Источник
━━━━━━━━━━

Странно, что многим Юз быстро приедался, а кой-кому его ерничанье и сквернословие и вовсе не по ноздре. Юнна, послушав его, поморщилась и велела передать:

Пусть х*ями зря не разбрасывается – теперь это дефицит.

Скажи ей, чтобы не беспокоилась: понадобится – достанем.

Мне-то что, – сказала Юнна, когда я передал Юзов ответ. – Пусть сам не забывает, что это продукт скоропортящийся…

После неудачной попытки стрельнуть у кого-то сигарету:

Все время попадаю впросак – то спичек нет, то сигарет нет, то водки нет, то жизни нет. − И, подумав, добавил: – Последнее, впрочем, не так страшно.

Мне, питерцу, с моей словесной аскезой, Юзовы острословие и мат-перемат – бальзам по сердцу.

На эту пару месяцев мы с ним подружились – не разлей вода: вместе пили, начиная с утренней опохмелки (по определению Юза, опохмелка – новая пьянь) у Розы на набережной – по бутылке отвратного красного вина с турком на этикетке; вместе по бл*дкам, хотя пое*ень уже порядком осто*бенила; передавали друг другу непечатные рукописи, которые не имел здесь только ленивый, и был один, который гордился, что читает из первой перепечатки, а если повезет – первый экземпляр; пару раз навещали жившего в деревне отца Александра Меня (я – из чистого любопытства).

К тебе надо приставить эккермана и записывать слово в слово.

А ты знаешь, что Эккермана заслали к Гёте жидомасоны? Говорят: записывай, а то семью прирежем. Он на смертном одре в этом признался: на х*й, говорит, мне этот Гёте дался! Да я бы лучше по бабам, а он был кот еще тот: Терезу, жену Жан-Жака Руссо, трахал тринадцать раз. Но ее все трахали. Знаешь, почему? Потому что Жан-Жак ее не трахал – «Общественный договор» писал.

Лучший эккерман – стукач или топтун, – пытаюсь попасть ему в тон. – Парочку санчей пансов можно одолжить у… – И называю жену сидящего диссидента, которая в самом деле здесь под колпаком.

Не отдаст. Без них она потеряет половину своего обаяния. Тогда ей придется, как остальным, жопой крутить, чтобы набрать упущенное.

Он, конечно, многое привирает, но кое-что, как ни странно, близко к истине. Тереза в самом деле была слаба на передок, но самым знаменитым ее трахалем – помимо мужа – был не Эккерман, а Босуэлл, который записывал за другим гением: доктором Сэмюэлем Джонсоном. Какую это играет роль! Юз − репликант, хохмач, импровизатор, у него отборный и утонченный мат, обескураживающий солипсизм и полное отсутствие убеждений. Зато у него есть – помимо таланта – еще и харизма, которая действует даже на моего сына, а Юз признает его энтомологические страсти и общается как с равным:

Жека, что такое тьма?

━━━━━━━━━━

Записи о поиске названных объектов
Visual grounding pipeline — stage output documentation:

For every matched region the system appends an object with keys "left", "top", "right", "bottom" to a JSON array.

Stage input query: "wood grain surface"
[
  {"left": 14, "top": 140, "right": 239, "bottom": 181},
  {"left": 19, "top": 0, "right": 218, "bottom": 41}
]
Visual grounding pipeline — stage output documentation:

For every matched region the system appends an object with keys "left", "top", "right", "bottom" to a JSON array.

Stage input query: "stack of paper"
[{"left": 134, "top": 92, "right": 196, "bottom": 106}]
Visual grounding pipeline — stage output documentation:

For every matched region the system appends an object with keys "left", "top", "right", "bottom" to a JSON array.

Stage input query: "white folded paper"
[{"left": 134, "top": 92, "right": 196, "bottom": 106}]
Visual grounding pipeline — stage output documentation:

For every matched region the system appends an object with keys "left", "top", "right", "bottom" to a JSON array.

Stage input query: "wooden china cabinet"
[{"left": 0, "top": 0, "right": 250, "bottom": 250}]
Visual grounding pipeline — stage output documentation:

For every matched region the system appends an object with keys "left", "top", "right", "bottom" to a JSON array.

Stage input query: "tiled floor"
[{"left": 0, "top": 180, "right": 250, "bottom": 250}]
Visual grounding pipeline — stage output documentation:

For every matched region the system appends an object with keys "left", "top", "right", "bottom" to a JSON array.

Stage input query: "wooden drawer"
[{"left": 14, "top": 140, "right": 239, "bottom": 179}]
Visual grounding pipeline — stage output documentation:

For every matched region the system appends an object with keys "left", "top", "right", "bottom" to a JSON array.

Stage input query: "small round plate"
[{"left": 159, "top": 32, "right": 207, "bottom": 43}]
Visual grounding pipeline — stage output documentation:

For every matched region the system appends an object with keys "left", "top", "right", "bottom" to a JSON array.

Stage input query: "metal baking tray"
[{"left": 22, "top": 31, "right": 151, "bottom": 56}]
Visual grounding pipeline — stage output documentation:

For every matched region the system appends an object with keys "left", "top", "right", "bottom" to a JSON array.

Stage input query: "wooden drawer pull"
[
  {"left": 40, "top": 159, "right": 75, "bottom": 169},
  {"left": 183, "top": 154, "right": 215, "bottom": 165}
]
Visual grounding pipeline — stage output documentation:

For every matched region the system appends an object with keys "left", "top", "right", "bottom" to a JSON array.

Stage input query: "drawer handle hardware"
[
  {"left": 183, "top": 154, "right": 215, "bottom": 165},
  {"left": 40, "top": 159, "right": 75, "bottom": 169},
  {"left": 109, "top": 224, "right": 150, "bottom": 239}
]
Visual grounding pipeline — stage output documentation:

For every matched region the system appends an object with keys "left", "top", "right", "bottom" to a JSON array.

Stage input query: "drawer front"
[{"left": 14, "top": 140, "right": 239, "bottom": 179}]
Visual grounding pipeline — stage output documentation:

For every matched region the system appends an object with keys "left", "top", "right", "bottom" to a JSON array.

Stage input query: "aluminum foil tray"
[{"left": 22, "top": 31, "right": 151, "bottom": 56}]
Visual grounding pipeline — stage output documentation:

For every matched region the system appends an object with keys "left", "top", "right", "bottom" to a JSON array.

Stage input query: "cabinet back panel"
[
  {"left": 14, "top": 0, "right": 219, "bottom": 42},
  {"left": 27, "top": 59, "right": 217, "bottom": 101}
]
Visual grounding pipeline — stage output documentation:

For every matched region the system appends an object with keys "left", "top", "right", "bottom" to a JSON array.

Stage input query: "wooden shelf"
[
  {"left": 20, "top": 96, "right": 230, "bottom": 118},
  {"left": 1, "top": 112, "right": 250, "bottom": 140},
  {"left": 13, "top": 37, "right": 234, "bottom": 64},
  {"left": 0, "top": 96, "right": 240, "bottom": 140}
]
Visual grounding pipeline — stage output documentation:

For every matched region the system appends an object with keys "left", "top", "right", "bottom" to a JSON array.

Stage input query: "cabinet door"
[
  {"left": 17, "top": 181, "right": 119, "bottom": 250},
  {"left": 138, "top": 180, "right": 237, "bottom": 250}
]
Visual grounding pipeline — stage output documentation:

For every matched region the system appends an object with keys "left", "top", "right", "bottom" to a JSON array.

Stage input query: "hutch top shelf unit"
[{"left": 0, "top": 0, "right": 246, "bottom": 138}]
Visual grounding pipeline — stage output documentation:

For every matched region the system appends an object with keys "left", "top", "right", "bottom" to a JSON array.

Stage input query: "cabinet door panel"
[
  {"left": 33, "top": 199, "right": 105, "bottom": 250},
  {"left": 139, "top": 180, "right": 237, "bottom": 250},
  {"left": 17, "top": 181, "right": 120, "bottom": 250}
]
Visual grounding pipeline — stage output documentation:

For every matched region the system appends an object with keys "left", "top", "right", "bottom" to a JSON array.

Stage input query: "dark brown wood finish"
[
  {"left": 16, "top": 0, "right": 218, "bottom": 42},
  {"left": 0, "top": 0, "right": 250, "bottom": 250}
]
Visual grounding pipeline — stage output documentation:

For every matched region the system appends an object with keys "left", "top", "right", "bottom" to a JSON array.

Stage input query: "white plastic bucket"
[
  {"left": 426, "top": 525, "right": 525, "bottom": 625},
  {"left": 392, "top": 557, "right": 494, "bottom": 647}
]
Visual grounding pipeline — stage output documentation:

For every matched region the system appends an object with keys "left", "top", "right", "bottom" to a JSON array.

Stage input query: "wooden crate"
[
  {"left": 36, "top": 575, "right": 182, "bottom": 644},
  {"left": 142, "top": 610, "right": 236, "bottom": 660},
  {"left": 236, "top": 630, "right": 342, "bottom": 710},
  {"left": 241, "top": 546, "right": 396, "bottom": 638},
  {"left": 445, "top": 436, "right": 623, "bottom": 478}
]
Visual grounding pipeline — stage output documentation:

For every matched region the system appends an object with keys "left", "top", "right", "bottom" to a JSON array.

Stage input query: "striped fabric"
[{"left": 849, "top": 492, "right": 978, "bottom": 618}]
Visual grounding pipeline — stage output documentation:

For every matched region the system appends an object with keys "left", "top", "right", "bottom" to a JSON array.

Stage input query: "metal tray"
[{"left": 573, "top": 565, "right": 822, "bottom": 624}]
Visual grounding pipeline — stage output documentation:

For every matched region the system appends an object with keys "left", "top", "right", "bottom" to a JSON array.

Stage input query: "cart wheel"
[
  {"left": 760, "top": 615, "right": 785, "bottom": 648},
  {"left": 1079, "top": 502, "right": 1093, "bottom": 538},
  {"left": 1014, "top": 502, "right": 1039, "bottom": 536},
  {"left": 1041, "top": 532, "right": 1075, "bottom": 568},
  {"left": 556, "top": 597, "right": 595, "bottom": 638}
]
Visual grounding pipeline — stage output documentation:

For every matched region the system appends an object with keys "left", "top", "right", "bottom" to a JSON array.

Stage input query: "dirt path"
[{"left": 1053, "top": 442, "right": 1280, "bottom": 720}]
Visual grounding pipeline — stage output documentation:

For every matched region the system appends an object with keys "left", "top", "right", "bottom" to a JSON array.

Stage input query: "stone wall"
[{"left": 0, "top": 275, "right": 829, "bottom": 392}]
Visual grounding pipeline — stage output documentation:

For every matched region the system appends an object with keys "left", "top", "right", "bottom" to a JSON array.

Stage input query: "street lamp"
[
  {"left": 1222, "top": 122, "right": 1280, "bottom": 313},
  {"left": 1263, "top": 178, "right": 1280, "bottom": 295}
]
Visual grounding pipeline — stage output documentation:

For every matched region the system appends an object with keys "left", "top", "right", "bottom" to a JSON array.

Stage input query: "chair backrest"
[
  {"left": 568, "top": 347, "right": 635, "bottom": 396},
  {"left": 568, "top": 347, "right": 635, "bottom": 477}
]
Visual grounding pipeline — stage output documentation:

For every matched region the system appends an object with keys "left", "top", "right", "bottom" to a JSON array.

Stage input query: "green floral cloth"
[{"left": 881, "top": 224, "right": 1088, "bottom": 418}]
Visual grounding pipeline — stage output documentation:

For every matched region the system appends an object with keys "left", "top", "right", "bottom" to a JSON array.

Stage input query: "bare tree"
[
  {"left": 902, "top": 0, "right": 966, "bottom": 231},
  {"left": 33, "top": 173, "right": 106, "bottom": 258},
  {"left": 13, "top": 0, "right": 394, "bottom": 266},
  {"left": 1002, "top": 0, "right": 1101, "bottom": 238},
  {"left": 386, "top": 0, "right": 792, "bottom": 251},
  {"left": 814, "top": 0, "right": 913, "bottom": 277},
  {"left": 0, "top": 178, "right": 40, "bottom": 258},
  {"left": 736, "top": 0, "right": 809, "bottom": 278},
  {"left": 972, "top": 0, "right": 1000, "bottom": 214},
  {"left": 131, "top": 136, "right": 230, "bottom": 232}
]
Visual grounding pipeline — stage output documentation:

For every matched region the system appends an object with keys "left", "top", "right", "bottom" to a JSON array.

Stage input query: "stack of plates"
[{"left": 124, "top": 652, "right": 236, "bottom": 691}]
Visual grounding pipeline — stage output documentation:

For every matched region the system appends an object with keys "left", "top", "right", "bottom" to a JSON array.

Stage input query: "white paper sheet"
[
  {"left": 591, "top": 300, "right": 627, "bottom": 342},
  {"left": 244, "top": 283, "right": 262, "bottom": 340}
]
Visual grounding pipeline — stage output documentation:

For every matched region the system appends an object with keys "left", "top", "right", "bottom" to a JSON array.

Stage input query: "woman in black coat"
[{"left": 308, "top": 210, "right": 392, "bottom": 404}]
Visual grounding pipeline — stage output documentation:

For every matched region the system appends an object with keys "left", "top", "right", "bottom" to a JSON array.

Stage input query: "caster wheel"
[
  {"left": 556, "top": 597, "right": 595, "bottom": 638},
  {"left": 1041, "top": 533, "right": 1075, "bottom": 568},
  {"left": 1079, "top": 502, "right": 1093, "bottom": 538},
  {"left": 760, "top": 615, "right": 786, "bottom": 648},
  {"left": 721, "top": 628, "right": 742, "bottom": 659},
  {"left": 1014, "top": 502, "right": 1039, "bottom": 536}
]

━━━━━━━━━━

Задание A
Перечислите всё, чего, согласно реплике из текста о Юзе, начинающейся словами «Все время попадаю впросак», то и дело нет.
Задание B
Выведите без изменений фрагмент текста о Юзе: начните со слов «Странно, что многим» и остановитесь после слов «бальзам по сердцу.».

Разбор решения A
спички, сигареты, водка, жизнь

Разбор решения B
Странно, что многим Юз быстро приедался, а кой-кому его ерничанье и сквернословие и вовсе не по ноздре. Юнна, послушав его, поморщилась и велела передать:

Пусть х*ями зря не разбрасывается – теперь это дефицит.

Скажи ей, чтобы не беспокоилась: понадобится – достанем.

Мне-то что, – сказала Юнна, когда я передал Юзов ответ. – Пусть сам не забывает, что это продукт скоропортящийся…

После неудачной попытки стрельнуть у кого-то сигарету:

Все время попадаю впросак – то спичек нет, то сигарет нет, то водки нет, то жизни нет. − И, подумав, добавил: – Последнее, впрочем, не так страшно.

Мне, питерцу, с моей словесной аскезой, Юзовы острословие и мат-перемат – бальзам по сердцу.